**TASK DESCRIPTION:** Copy each of the entries below word for word, keeping their order.

**DATASET CONTENT:**
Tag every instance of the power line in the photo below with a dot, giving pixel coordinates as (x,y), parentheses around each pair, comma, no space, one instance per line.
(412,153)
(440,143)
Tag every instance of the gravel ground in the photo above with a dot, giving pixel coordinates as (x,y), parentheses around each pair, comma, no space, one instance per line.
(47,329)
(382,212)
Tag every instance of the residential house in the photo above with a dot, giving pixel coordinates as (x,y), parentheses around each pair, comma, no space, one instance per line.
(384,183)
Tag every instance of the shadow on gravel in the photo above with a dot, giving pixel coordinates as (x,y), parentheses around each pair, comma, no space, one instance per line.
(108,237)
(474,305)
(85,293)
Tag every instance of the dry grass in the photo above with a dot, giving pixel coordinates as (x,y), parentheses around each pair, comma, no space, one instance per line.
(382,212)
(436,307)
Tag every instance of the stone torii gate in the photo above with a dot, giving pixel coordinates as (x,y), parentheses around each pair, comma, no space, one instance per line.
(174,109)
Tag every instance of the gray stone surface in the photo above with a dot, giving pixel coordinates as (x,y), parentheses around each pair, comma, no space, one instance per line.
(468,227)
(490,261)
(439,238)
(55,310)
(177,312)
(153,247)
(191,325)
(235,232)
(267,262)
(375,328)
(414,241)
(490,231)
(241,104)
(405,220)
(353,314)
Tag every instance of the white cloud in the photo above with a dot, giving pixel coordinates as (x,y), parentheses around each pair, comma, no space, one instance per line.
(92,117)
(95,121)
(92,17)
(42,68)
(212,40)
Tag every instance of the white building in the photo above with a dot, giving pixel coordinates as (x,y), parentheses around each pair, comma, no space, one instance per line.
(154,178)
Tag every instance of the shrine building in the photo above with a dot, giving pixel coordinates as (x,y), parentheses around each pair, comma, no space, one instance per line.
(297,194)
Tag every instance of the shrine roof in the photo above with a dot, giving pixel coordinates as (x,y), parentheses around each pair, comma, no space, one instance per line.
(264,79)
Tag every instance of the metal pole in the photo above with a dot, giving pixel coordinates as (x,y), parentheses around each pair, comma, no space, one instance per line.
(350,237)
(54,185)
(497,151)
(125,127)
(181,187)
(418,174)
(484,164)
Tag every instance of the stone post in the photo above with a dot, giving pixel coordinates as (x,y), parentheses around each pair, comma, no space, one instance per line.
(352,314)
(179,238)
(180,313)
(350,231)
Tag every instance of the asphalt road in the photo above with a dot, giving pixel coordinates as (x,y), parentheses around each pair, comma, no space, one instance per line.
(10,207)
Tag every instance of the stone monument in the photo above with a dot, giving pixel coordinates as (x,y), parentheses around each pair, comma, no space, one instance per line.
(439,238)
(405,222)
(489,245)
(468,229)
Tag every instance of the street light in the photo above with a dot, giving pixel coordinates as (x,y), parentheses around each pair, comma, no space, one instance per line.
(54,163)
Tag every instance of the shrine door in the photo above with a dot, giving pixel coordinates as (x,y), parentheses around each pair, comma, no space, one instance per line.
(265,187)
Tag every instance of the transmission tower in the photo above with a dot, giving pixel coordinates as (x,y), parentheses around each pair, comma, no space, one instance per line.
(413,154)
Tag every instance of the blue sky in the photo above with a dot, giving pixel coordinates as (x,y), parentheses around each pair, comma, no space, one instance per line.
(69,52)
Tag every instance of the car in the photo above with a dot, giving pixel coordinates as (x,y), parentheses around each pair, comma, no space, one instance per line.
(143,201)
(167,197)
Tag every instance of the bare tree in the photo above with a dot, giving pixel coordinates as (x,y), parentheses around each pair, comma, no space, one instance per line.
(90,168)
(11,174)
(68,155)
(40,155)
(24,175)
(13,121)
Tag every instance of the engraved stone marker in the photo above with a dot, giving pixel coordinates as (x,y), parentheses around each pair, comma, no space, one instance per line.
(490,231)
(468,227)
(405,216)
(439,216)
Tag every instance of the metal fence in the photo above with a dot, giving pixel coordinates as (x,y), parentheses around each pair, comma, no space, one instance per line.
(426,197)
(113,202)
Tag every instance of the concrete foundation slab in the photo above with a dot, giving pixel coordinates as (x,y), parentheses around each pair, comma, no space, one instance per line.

**COMPLETED TASK:**
Tag every instance of the power line in the photo below with a dot, giving pixel coordinates as (x,y), parentheses around each pair, comma, no space, one instance per line.
(412,153)
(440,143)
Tag every instance of the gravel ground in the photo above with a dot, giving pixel coordinates as (x,y), parentheses around each pair, comma, no space, one instance per line.
(47,329)
(382,212)
Tag every instance of the residential house in the photo above with a dot, giving pixel coordinates as (x,y), parentheses around each pair, comma, no space, one instance per line.
(384,183)
Tag every instance of the shadow on gravel in the photo above with a dot, giving pixel coordinates as (x,y), parentheses around each pair, comma, no space, one instance per line.
(108,237)
(474,305)
(85,293)
Tag every instance of the dry grass in the photo above with a dot, giving pixel coordinates as (x,y), parentheses around each pair, comma, no space, one instance per line.
(382,212)
(436,307)
Tag every instance of the stone torii gate in the photo above with a dot, giving pixel coordinates as (x,y), parentheses around each pair, comma, no space, one instance per line.
(174,109)
Tag every instance of the gray stone surface in the photo above with a dot, giving pixel coordinates as (x,y), parentheses around each pair, comma, no space, one instance per line.
(468,227)
(490,261)
(439,238)
(55,310)
(177,312)
(153,247)
(191,325)
(235,232)
(267,262)
(375,328)
(414,241)
(490,231)
(241,104)
(405,220)
(353,314)
Tag every instance of the white cloud in the photo above with a dot, giving pixel coordinates as (x,y), parentheses around each pair, comma, no space, one instance per line.
(92,117)
(95,121)
(92,17)
(42,68)
(212,40)
Tag every instance of the white building in the photo above with a dot, giving pixel coordinates as (x,y), parentheses around each pair, comma, no space, one instance per line.
(154,178)
Tag every instance of the shrine building in the photo above with a dot, giving pixel coordinates as (x,y), parentheses around each pair, comma, no space, one instance per line.
(297,194)
Tag every instance of the shrine roof in the photo above with a dot, giving pixel coordinates as (x,y), parentheses around each pair, comma, no space, one instance per line.
(264,79)
Tag every instance of the metal pole in the photo above with a dot, giving pixel coordinates as (x,y), parentheses around each pair, comma, no space, one instance per line.
(350,237)
(54,185)
(497,151)
(125,127)
(181,187)
(418,174)
(484,164)
Tag every instance of the stone post in the photo above with a dot, giving pixel coordinates as (x,y), parentheses around each pair, comma, no space, one instance per line.
(352,314)
(179,238)
(180,313)
(350,231)
Tag every instance of the asphalt road in the photo above with a dot, giving pixel coordinates as (x,y), parentheses around each pair, comma, no space, one instance per line.
(10,207)
Tag every instance of the stone monument in the photo above with a dot, giving pixel coordinates as (x,y), parentheses around each pair, comma, no space, one instance per line.
(439,238)
(405,222)
(489,245)
(468,229)
Tag every instance of the street light in the photo above with a dot, giving pixel coordinates as (x,y), parentheses around each pair, comma, no space, one instance per line.
(54,163)
Tag every instance of the shrine door in the photo above with a dot, giving pixel coordinates as (x,y), parentheses around each pair, comma, no space, one instance per line.
(265,187)
Tag every instance of the transmission tower in the photo above with a dot, giving pixel coordinates as (x,y), parentheses around each pair, comma, no space, one instance per line.
(413,154)
Tag every instance of the blue sky in the photo above with a dot, giving pixel coordinates as (x,y), parentheses around each pair, comma, no space, one instance per line.
(69,52)
Tag every instance of the car in the photo above with a dot, giving pixel coordinates as (x,y), parentheses around each pair, comma, no space, one instance per line.
(143,201)
(167,197)
Tag every instance of the bare tree in the photo above with a dot, giving pixel coordinates as (x,y), parentheses around each pair, comma, no space, one instance per line.
(90,168)
(11,174)
(68,155)
(40,155)
(24,175)
(13,121)
Tag every instance of the engraved stone marker in the photo above with a dot, giving pixel coordinates as (x,y), parentheses around each pair, comma, no space, one instance per line.
(490,231)
(468,227)
(405,216)
(439,216)
Tag every instance of the metal fence in the photo above with a dot, giving pixel coordinates as (x,y), parentheses around each pair, comma, no space, one instance per line.
(426,197)
(113,202)
Tag every instance of the concrete foundation slab in the photo above with a dot, giving pixel coordinates as (x,y), parentheses around each pair, comma, no space, one instance per line.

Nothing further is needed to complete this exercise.